• **Directions for this task**
Reproduce the records below, putting "this image" in place of "this photo" everywhere it occurs and leaving everything else unchanged. Omit the pictures from your answer.

• **Given information**
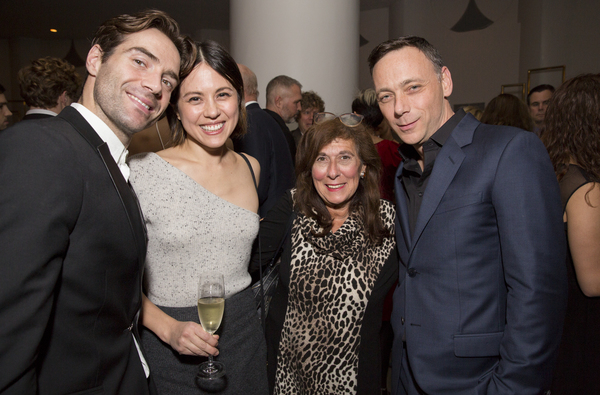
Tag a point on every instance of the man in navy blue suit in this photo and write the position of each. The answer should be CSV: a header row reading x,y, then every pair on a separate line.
x,y
265,142
48,85
482,288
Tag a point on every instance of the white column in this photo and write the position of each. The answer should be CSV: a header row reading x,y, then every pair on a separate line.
x,y
313,41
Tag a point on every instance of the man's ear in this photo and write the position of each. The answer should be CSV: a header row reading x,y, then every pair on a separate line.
x,y
63,100
446,82
93,61
278,100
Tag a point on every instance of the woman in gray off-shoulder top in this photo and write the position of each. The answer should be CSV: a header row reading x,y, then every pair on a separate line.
x,y
200,206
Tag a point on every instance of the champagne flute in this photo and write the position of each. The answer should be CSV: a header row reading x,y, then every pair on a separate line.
x,y
211,301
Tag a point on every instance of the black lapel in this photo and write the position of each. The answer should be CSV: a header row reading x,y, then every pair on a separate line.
x,y
125,192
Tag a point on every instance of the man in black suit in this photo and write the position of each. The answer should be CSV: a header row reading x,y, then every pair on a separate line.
x,y
283,103
72,237
4,111
48,85
265,142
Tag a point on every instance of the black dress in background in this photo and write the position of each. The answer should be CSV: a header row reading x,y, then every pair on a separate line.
x,y
578,365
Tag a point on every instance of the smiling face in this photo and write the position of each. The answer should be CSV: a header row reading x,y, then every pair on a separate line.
x,y
336,173
207,107
538,103
411,95
132,87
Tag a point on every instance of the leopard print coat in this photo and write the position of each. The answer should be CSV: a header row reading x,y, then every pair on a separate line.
x,y
331,279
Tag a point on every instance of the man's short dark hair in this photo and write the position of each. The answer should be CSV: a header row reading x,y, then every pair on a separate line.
x,y
45,79
540,88
407,41
113,32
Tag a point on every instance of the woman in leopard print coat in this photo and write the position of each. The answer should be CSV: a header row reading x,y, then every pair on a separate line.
x,y
338,263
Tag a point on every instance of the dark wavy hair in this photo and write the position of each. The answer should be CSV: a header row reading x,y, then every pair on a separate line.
x,y
509,110
366,105
112,33
215,56
43,81
310,99
572,126
366,200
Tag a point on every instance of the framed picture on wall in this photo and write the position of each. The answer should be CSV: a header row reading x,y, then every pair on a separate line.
x,y
554,76
514,89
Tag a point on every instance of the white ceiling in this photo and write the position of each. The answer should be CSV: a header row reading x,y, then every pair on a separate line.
x,y
79,18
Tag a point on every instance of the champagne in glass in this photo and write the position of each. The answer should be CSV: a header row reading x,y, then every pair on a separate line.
x,y
210,311
211,302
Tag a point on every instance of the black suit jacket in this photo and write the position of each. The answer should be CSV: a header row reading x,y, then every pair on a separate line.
x,y
286,133
265,142
29,117
73,247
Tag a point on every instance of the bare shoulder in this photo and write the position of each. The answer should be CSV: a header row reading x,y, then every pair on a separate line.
x,y
254,163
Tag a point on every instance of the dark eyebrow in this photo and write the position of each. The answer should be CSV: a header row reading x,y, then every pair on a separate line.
x,y
152,57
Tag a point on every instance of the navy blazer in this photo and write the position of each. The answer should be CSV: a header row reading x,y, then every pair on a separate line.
x,y
482,286
73,248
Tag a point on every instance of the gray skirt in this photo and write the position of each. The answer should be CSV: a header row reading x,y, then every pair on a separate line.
x,y
241,348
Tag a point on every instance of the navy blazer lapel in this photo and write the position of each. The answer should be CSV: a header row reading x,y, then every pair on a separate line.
x,y
447,163
125,192
402,209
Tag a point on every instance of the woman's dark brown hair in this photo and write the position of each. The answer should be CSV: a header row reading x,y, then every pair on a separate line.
x,y
366,200
572,126
218,59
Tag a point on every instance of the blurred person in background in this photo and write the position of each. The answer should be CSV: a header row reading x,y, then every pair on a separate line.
x,y
48,85
310,105
572,137
508,110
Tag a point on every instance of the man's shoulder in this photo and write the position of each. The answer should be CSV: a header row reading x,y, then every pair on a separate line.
x,y
260,121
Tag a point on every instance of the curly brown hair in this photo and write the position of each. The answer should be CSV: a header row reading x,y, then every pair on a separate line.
x,y
113,32
366,199
572,126
45,79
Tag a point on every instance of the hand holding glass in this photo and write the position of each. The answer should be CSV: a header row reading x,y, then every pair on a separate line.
x,y
211,301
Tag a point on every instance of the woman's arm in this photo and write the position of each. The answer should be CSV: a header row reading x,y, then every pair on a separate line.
x,y
188,338
583,231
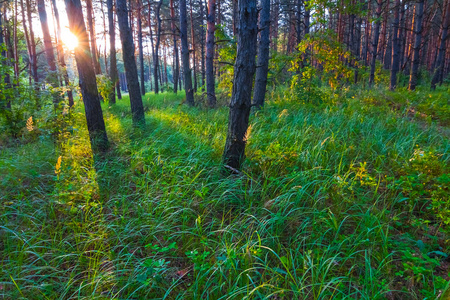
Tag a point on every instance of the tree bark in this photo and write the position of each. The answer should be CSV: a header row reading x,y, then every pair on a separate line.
x,y
210,78
440,57
129,61
175,48
141,49
395,47
156,50
376,34
263,55
86,73
61,60
417,43
112,52
185,54
244,70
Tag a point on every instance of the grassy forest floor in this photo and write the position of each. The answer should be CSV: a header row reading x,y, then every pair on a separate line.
x,y
344,199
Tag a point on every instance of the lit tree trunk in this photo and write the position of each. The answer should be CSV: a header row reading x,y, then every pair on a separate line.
x,y
439,66
203,70
33,57
86,73
61,60
91,25
141,49
156,50
175,48
193,48
129,61
263,55
49,53
112,52
395,47
185,54
244,70
417,43
210,80
376,34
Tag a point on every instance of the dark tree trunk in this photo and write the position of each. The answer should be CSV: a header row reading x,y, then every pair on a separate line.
x,y
185,54
376,34
33,58
112,52
176,69
244,70
61,60
49,53
141,49
193,48
210,80
395,47
417,43
156,50
203,70
263,55
440,58
86,73
129,61
91,25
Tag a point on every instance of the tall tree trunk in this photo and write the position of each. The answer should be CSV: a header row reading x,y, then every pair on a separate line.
x,y
193,48
417,43
210,80
49,53
91,24
440,57
175,48
112,52
141,49
86,73
202,44
263,55
61,60
129,61
395,47
156,50
33,57
244,70
185,54
376,34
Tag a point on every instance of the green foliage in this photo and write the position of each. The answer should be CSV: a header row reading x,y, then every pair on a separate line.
x,y
104,86
330,205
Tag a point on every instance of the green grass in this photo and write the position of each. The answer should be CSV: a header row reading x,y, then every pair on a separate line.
x,y
344,201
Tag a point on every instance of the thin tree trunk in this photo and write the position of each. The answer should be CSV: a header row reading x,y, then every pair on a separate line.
x,y
395,47
439,66
193,48
95,61
376,34
61,60
185,54
176,70
263,55
417,43
112,52
86,73
156,50
210,79
141,49
129,61
244,70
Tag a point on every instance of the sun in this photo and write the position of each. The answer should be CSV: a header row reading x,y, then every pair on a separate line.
x,y
69,39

• **Correct response**
Tag a point on every instance of the man in navy blue suit in this image and write the position of each. The answer should be CSV: a header row reading x,y, then every pair on a separate line.
x,y
265,142
48,85
482,288
Tag a point on every instance of the white column in this image and write the position of each. The answer should be CSV: a header row reading x,y, then every pair on a separate line.
x,y
313,41
Tag a point on every instance of the man's ear in this image and write the position of each. The answer should be CSV: a header row reading x,y, then every pair on a separate line.
x,y
63,100
446,82
93,61
278,100
Tag a point on every instance of the woman in gray off-shoulder top in this image and write the position of each. The answer should be CSV: a header row reading x,y, then every pair on a separate line.
x,y
200,206
Tag a point on every instance of the champagne flute in this image and write the position of each. The answer should be CSV: a header row reading x,y, then every pair on a separate line.
x,y
211,301
Tag a point on every instance of the black lapel in this image and write the position of each. The answer should be CSV: a header row reading x,y, then every pair on a separate line.
x,y
125,192
Tag a point on every instance of the man in black suit in this image and write the position of each. The answer should be CSV: a header row reading x,y, then every pair on a separate line.
x,y
283,103
72,237
4,111
48,85
265,142
Tag a point on every instance of the black dress in background in this image and write the position of each. The answer should be CSV: a header row reading x,y, then every pair on a separate line.
x,y
578,365
Tag a point on every instance of the smiling face in this image and write the position of each. The answer should be CSV: a header row reading x,y, then every pair on a separate line.
x,y
336,173
207,107
538,103
411,95
132,87
Tag a point on every instance of the leopard print coat in this image and write the position of each. The answer should be CSV: a header row reading x,y, then every pair on a separate line.
x,y
331,279
Tag a point on every instance of the man's short dark hair in this image and write the position of each. The answer should be CSV: a header row reading x,y, then every pair on a separate line.
x,y
45,79
540,88
407,41
113,32
Tag a point on every instance of the woman in leopard print coat in this image and write the position of each. The answer should be CSV: a header row reading x,y, then every pair on a separate line.
x,y
338,263
Tag a point on every instance of the dark wavy hair in this image and write the position of each. The answer should be CSV: a header row reading x,y, then every pair on a separate line.
x,y
509,110
366,105
112,33
215,56
43,81
310,99
572,126
366,200
Tag a point on every instance of the framed picture on wall in this image and write the position of each. The answer should be CSV: a header row reading x,y, then every pair on a separate line.
x,y
554,76
514,89
Tag a point on every instance of the white ceiling in this image and write the position of each. The answer should be CSV: a header row reading x,y, then every pair on a separate line.
x,y
79,18
Tag a point on every instance of the champagne in glass in this image and write the position of each. The answer should be CSV: a header row reading x,y, then every pair on a separate line.
x,y
210,311
211,302
Tag a point on every instance of the black suit jacket in this image and write the position of each. The answer should be CSV: a header row reading x,y, then every pair on a separate line.
x,y
286,133
265,142
29,117
73,247
Tag a point on every instance of the bare shoulder in this image and write the position of each. The answer should be CSV: a header row reading x,y, then every pair on a separate line.
x,y
254,163
Tag a point on every instance of the dark eyebrow in this image and write the position of each. The answer should be CSV: a header row reading x,y, then every pair on a separate line.
x,y
152,57
Tag a point on every instance of the navy blazer in this image and write the position of each. The answer should be CSV: a header row reading x,y, then every pair on a separate line.
x,y
482,286
73,248
Tag a point on every instance of the gray skirt in this image and write the position of each. The answer should be CSV: a header row reading x,y, then every pair on a separate line.
x,y
241,348
Tag a point on every instance of the navy blazer lapel in this image and write the position of each. The answer should be CSV: a header row reading x,y, then every pair on a separate line.
x,y
447,163
125,192
402,209
Tag a point on every instance of the woman's dark brown hair in this image and write the position of each. The answer should be CSV: a header row reading x,y, then every pair on a separate line.
x,y
366,200
572,126
218,59
Tag a point on every instance of the blurred person in background in this image and write the position of each. The answer should be CSV: a header row reading x,y, then every pair on a separate line.
x,y
48,85
310,105
572,137
508,110
Tag a point on every instance of the man's shoulder in this image and write the position of each. The answer should be CSV: a header row reading x,y, then every pair on a separate line.
x,y
260,121
Tag a point on every instance of the curly brown hair in this image and write the position of each. The answer should be CSV: a header row reading x,y, then every pair on a separate line.
x,y
113,32
366,199
572,126
45,79
Tag a point on every instance of the hand holding glass in this image and write the position of each. The answer should be CSV: a header row reading x,y, then every pair on a separate line.
x,y
211,301
Tag a point on every instance of the woman's arm in this image and write the position of each. The answer should be CSV: a header row reading x,y, then every pair on a separate line.
x,y
188,338
583,231
Tag a point on every instance of the tree bark in this image and write the position of each. The answer should be CSV: a header row reading x,y, then every pair on a separate line.
x,y
210,78
440,57
129,61
175,48
141,49
395,47
156,50
376,34
263,55
86,73
61,60
417,43
112,52
185,54
244,70
Tag a point on every instance of the grassy forest floor in this image and write the position of each. The answer should be CSV: a header row reading x,y, then every pair on a separate line.
x,y
344,199
Tag a point on every instance of the lit tree trunk in this image and write the position of each. The answer should be CSV: a header row reading x,y, then every pair on a separate line.
x,y
439,66
203,70
33,57
86,73
61,60
91,25
141,49
156,50
175,48
193,48
129,61
263,55
49,53
112,52
395,47
185,54
244,70
417,43
210,80
376,34
Tag a point on every instance of the dark tree trunk in this image and write the position of each. The answer should be CSV: a header row reading x,y, then every pair on a separate line.
x,y
185,54
376,34
33,58
112,52
176,69
244,70
61,60
49,53
141,49
193,48
210,80
395,47
417,43
156,50
203,70
263,55
440,58
86,73
129,61
91,25
Tag a point on every instance of the tall tree trunk in this image and write the position of each. The answer should be CSV: a header row reading x,y, then every pair on a separate line.
x,y
193,48
417,43
210,80
49,53
91,24
440,57
175,48
112,52
141,49
86,73
202,44
263,55
61,60
129,61
395,47
156,50
33,57
244,70
185,54
376,34
Tag a point on every instance of the green foliage in this image and write the position of each. The answer should be CSV: a header row reading x,y, then every pair on a separate line.
x,y
104,86
330,205
Tag a point on every instance of the green grass in this image and write the position of each. The answer should be CSV: a header row reading x,y, then every pair on a separate line.
x,y
344,201
Tag a point on every instance of the thin tree trunk in this image and write the position of each. The answer should be CSV: a header row reading x,y, then every pair on a separate line.
x,y
395,47
439,66
193,48
95,61
376,34
61,60
185,54
176,70
263,55
417,43
112,52
86,73
156,50
210,79
141,49
129,61
244,70
Tag a point on every instance of the sun in this image and write the position of each. The answer should be CSV: a header row reading x,y, then every pair on a separate line.
x,y
69,39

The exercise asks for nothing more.